____ Dataset records

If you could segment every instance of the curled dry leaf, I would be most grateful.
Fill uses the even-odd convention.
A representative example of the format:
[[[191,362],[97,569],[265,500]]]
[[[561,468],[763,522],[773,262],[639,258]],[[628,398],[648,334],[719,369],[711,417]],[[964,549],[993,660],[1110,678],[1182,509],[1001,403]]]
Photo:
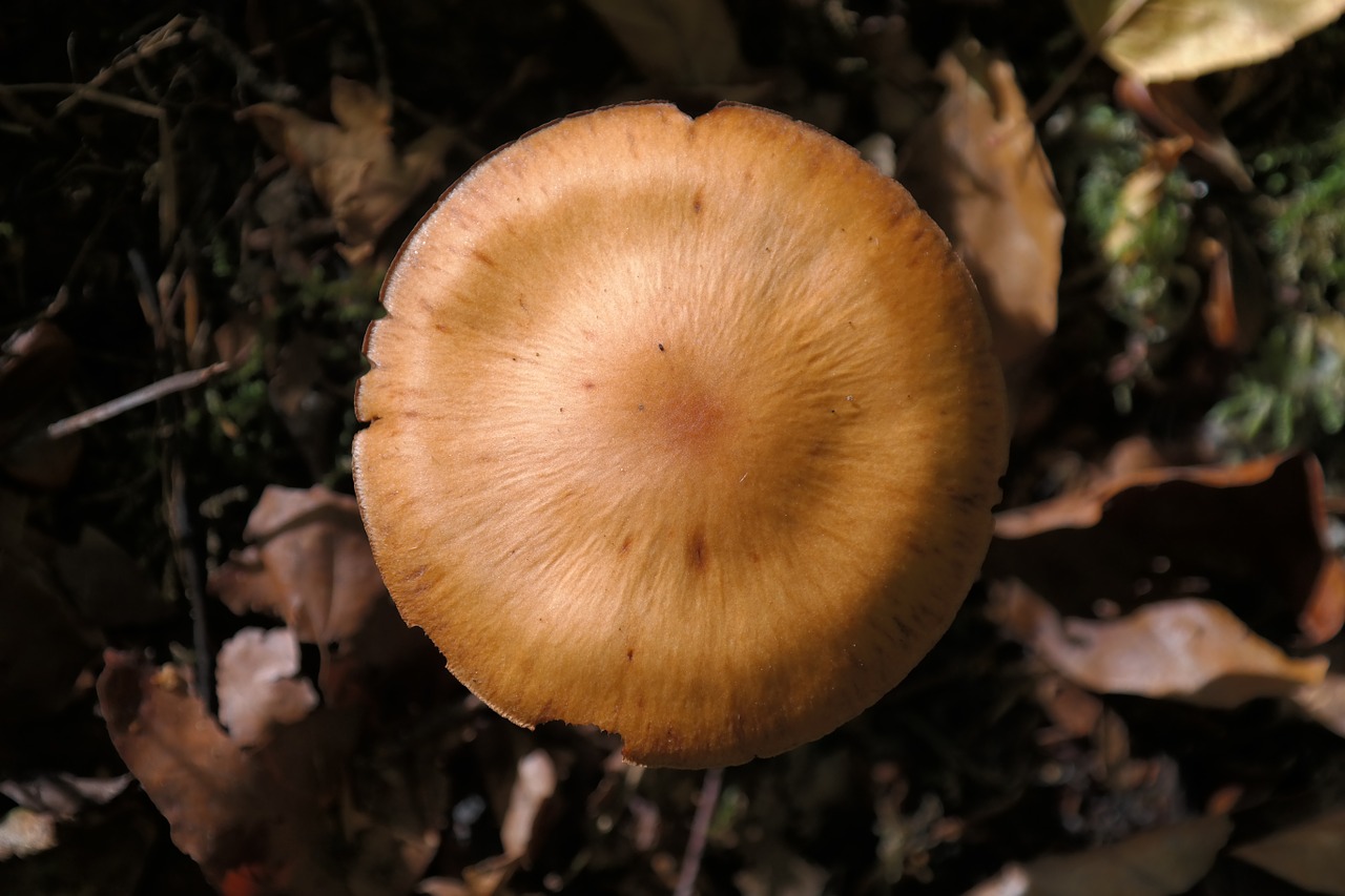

________

*Request*: Copy out every line of the records word for word, with each character and number as it appears, but omit the pictures.

*Task solution*:
If you could segment every instance of the curled dry leaf, I would be most grateful.
Fill uses the even-odd convention.
A representative example of the format:
[[[191,362],[97,569],[265,500]]]
[[[561,468],[763,522],[773,262],[639,258]],[[628,398],[648,334],[719,369],[711,417]],[[964,549],[993,660],[1110,678],[1182,509],[1001,403]]]
Photo:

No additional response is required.